>> Begin Supplied data
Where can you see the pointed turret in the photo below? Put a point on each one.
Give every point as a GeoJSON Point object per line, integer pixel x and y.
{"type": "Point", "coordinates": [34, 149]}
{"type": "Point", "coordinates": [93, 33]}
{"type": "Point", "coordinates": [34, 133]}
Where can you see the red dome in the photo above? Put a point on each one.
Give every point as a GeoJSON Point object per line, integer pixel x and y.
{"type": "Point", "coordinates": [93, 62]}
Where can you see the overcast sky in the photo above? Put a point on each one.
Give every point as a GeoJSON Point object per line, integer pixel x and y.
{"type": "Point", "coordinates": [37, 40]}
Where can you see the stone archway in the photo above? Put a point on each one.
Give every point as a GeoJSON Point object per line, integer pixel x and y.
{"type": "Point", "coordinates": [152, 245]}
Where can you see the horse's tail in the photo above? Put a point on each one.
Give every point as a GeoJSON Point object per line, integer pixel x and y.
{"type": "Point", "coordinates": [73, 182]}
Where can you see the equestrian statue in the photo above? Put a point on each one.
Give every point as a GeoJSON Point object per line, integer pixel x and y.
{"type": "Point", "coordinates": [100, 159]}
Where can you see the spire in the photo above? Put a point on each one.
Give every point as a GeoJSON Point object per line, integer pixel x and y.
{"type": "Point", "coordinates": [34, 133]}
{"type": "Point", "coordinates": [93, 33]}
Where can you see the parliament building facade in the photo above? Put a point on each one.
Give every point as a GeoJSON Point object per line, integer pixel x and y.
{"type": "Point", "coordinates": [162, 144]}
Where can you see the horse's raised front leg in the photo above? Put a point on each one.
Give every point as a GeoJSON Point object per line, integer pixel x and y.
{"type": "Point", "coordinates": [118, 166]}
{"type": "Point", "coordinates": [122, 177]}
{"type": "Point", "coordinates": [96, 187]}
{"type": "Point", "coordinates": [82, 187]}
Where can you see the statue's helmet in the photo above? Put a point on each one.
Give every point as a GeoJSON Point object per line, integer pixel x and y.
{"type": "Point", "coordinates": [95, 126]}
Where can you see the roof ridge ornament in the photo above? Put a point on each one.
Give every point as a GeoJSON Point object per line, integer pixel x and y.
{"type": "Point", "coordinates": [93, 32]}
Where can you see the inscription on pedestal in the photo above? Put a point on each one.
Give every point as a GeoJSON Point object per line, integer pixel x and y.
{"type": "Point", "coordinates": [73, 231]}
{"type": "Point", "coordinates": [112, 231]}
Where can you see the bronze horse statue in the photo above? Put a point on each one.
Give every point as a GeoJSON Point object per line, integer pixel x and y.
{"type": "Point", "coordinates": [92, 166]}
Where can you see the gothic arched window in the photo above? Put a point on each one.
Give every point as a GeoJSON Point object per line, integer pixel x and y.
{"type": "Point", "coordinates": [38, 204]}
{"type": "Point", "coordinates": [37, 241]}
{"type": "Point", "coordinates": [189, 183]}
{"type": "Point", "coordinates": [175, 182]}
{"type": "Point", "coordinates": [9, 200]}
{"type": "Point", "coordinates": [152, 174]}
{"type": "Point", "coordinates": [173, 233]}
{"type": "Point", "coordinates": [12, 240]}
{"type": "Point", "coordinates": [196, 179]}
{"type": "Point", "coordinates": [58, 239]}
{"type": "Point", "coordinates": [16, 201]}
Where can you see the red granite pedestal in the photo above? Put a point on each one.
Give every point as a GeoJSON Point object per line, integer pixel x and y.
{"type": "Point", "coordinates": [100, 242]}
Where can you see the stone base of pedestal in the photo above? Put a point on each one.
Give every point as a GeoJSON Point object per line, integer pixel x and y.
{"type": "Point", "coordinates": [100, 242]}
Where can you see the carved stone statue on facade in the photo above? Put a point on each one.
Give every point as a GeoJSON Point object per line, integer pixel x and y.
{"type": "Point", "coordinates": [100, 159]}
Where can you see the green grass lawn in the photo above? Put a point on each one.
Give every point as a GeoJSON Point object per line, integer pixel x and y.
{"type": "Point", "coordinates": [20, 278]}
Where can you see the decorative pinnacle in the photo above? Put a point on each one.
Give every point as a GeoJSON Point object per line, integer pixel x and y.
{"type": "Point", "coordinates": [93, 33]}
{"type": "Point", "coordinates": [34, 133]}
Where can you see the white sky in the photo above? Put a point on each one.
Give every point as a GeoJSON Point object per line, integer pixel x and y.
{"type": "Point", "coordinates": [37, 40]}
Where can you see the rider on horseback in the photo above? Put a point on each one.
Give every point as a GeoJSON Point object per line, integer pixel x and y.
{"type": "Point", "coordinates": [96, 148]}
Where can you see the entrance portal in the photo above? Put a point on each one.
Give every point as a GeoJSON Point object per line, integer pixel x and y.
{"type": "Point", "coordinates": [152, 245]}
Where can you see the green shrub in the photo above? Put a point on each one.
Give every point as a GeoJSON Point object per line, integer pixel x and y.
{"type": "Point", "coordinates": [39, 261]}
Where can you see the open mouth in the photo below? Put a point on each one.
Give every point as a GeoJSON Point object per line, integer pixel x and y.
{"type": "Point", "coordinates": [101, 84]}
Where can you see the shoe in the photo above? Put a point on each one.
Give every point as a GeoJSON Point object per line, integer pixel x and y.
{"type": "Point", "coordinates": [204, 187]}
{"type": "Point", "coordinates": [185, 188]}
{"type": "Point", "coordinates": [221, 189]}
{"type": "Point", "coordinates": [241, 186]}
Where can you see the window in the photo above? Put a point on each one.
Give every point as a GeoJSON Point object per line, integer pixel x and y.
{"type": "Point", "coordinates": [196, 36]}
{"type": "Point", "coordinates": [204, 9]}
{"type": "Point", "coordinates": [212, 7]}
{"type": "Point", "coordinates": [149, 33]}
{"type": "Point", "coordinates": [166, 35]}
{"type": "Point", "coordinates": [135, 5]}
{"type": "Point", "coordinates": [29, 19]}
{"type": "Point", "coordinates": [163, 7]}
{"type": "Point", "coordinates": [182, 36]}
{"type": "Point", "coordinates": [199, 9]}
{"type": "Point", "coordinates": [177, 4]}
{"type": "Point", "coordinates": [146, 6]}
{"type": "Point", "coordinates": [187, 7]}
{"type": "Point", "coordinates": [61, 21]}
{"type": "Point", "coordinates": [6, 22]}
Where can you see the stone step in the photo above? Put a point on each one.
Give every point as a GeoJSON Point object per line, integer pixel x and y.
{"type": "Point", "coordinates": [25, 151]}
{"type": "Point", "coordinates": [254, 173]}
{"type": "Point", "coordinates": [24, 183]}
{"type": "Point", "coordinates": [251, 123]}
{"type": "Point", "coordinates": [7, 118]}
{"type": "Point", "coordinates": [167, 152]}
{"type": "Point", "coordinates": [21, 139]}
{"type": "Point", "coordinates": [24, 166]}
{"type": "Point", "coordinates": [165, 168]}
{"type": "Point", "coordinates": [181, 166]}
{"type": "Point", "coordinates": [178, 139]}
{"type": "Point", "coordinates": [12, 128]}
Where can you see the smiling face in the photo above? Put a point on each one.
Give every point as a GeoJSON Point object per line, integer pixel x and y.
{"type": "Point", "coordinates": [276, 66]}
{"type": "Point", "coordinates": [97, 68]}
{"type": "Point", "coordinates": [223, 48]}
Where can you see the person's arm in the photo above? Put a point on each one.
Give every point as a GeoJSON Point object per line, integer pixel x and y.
>> End Supplied data
## Task instructions
Each line from the one containing "Where can you see the window" to the end of the records should be echoed exactly, and no other line.

## Problem solution
Where can you see the window in the photo above? Put a point on each one.
Give every point as a GeoJSON Point object per line, integer pixel x and y.
{"type": "Point", "coordinates": [196, 36]}
{"type": "Point", "coordinates": [204, 9]}
{"type": "Point", "coordinates": [212, 7]}
{"type": "Point", "coordinates": [149, 33]}
{"type": "Point", "coordinates": [166, 35]}
{"type": "Point", "coordinates": [135, 5]}
{"type": "Point", "coordinates": [29, 19]}
{"type": "Point", "coordinates": [163, 7]}
{"type": "Point", "coordinates": [182, 36]}
{"type": "Point", "coordinates": [199, 9]}
{"type": "Point", "coordinates": [177, 4]}
{"type": "Point", "coordinates": [146, 6]}
{"type": "Point", "coordinates": [187, 7]}
{"type": "Point", "coordinates": [61, 21]}
{"type": "Point", "coordinates": [6, 22]}
Where can you see the stone step in the photo above? Put a point on each one.
Give every point as a GeoJSON Point object per line, integer pixel x and y.
{"type": "Point", "coordinates": [25, 151]}
{"type": "Point", "coordinates": [254, 173]}
{"type": "Point", "coordinates": [24, 183]}
{"type": "Point", "coordinates": [251, 123]}
{"type": "Point", "coordinates": [7, 118]}
{"type": "Point", "coordinates": [167, 152]}
{"type": "Point", "coordinates": [21, 139]}
{"type": "Point", "coordinates": [24, 166]}
{"type": "Point", "coordinates": [165, 168]}
{"type": "Point", "coordinates": [181, 166]}
{"type": "Point", "coordinates": [178, 139]}
{"type": "Point", "coordinates": [12, 128]}
Where can you see the smiling face in the photo above? Put a point on each one.
Give every point as a GeoJSON Point object per line, integer pixel x and y.
{"type": "Point", "coordinates": [276, 66]}
{"type": "Point", "coordinates": [97, 68]}
{"type": "Point", "coordinates": [223, 48]}
Where can you see the person's arm in the photo above? Put a point on each one.
Give every point as a GeoJSON Point object per line, integer pixel x and y.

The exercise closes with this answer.